— BEGIN Data in this exercise —
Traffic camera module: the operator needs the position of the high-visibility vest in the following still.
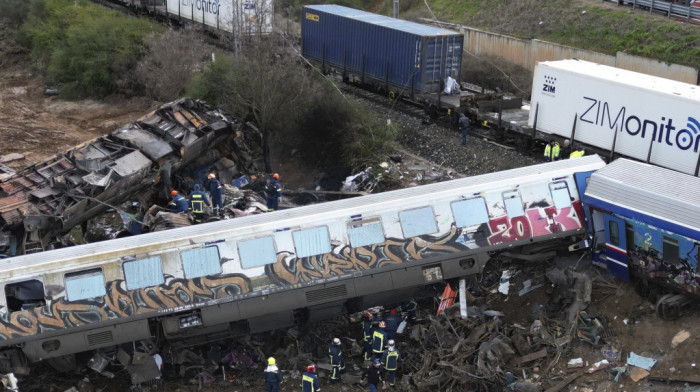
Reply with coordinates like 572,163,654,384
544,143,559,160
569,150,586,159
192,195,204,214
383,350,399,370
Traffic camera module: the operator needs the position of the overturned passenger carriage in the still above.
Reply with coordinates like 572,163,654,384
0,156,604,371
0,98,253,257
— END Data in this exercise —
The problem —
Please echo the records word for word, from the line containing "the still above." through the end of the records.

Problem solution —
Traffic camera module: the operator needs the position of the overturned passenger carriage in the still above.
Reply with coordinates like 572,163,654,384
0,156,604,371
0,98,253,257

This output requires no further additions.